▶ **DATA**:
[Start of section]

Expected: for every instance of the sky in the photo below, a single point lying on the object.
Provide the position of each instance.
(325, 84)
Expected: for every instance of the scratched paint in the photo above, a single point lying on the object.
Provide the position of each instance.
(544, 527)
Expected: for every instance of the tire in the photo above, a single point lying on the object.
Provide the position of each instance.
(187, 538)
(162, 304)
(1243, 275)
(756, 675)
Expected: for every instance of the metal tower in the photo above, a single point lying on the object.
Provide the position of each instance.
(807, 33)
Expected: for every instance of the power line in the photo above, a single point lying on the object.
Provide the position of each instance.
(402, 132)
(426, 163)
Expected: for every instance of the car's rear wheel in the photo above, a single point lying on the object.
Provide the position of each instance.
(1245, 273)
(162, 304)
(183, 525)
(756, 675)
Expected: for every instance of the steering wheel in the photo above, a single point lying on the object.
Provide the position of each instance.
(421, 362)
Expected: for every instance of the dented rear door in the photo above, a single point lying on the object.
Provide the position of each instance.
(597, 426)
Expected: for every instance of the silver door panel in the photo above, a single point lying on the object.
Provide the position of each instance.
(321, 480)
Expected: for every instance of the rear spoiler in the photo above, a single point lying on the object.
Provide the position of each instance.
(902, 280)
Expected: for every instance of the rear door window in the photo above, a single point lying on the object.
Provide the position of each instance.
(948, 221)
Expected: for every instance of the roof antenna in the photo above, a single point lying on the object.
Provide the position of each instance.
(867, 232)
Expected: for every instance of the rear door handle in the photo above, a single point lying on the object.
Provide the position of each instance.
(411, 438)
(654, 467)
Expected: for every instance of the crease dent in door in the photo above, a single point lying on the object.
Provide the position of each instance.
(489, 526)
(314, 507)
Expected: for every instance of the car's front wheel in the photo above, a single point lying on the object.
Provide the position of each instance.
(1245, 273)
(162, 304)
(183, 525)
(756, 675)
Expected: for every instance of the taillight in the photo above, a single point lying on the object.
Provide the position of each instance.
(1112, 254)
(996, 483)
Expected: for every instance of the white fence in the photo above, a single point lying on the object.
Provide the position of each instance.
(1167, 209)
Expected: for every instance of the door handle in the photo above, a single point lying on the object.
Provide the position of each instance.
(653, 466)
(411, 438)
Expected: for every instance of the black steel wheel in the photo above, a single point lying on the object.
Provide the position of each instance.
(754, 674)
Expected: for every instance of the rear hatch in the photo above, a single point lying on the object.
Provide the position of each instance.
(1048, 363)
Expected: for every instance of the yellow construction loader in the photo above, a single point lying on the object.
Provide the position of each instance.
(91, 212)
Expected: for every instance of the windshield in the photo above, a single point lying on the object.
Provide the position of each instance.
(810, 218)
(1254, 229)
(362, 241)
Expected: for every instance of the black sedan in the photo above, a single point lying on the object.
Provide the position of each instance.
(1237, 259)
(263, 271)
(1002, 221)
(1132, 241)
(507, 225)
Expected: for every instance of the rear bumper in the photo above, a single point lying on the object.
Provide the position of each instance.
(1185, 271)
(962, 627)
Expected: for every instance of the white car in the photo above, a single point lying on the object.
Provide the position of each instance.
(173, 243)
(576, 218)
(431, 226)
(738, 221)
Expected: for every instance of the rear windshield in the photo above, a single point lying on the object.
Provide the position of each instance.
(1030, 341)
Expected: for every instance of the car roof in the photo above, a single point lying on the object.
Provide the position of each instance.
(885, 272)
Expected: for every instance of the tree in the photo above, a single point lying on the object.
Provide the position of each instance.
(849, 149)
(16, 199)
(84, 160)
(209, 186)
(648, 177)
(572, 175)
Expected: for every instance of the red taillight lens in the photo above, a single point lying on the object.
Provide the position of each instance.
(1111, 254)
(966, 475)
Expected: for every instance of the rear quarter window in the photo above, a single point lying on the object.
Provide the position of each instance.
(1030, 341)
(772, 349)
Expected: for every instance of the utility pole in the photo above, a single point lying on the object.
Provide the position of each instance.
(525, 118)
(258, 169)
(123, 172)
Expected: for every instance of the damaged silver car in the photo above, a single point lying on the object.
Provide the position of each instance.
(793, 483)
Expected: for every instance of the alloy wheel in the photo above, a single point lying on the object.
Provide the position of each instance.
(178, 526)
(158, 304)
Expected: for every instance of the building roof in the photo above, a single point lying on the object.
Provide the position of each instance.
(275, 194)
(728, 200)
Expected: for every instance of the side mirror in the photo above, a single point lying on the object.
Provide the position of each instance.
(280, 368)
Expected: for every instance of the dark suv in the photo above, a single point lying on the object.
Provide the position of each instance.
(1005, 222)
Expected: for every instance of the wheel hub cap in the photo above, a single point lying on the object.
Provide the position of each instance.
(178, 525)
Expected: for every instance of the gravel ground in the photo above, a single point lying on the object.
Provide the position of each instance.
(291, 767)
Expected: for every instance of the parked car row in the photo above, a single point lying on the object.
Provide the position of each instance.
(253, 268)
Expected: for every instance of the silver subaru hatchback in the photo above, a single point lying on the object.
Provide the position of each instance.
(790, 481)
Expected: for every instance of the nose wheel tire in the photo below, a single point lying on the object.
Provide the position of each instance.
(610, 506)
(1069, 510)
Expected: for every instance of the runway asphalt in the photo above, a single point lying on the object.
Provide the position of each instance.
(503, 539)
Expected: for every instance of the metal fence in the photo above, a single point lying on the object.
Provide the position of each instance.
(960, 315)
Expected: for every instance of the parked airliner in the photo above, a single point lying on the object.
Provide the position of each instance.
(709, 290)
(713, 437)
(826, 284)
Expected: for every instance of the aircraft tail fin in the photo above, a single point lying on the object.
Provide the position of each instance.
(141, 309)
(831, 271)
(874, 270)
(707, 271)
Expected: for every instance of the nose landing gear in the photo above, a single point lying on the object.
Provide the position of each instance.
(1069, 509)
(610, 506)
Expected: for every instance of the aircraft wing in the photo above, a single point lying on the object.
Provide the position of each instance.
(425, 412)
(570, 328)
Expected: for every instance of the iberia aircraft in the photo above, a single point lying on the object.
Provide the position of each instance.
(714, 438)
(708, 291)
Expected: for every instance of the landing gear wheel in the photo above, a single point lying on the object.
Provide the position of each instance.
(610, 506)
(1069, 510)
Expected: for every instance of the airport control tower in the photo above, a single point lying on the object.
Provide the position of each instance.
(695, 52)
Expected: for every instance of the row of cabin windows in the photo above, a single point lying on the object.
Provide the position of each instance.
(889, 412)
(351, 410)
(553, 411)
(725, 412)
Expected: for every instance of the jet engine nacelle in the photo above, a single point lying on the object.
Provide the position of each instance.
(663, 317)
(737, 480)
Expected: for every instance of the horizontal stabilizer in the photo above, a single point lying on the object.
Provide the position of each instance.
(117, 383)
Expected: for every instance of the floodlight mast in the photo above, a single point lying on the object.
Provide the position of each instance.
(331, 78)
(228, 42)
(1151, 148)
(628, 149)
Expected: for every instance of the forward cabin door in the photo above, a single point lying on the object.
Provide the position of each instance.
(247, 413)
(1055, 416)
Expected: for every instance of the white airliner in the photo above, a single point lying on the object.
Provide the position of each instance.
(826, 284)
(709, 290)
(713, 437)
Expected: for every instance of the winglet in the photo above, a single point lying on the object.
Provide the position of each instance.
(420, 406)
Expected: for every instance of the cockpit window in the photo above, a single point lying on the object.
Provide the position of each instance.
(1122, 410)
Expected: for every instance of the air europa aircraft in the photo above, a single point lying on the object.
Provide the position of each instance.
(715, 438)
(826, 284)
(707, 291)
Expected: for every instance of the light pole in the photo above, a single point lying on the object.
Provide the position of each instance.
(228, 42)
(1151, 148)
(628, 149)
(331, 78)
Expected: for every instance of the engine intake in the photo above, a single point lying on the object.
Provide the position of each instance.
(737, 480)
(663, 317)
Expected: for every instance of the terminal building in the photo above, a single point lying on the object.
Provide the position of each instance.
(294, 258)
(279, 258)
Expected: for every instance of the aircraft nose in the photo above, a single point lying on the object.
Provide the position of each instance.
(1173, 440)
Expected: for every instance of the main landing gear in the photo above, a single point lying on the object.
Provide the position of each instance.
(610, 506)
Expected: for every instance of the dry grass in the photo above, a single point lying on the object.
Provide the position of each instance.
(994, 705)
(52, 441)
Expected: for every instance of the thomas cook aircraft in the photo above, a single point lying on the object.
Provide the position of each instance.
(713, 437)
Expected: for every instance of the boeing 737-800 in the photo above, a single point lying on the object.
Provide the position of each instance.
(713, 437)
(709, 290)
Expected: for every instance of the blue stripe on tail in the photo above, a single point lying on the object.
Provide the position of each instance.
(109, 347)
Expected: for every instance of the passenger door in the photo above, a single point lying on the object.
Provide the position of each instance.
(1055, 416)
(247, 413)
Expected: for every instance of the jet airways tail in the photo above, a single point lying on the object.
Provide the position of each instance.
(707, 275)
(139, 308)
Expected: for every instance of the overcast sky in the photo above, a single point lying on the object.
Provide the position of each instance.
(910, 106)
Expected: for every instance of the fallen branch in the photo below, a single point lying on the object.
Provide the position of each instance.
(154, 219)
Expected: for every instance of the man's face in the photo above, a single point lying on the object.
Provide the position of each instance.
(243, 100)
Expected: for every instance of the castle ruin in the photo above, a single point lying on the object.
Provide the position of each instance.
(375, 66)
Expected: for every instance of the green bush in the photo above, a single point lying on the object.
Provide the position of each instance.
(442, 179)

[End of section]

▶ **PROBLEM**: The string "handle" may appear in the lines of the records above. State how many lines contain it, with no other words.

▶ **ANSWER SPACE**: 2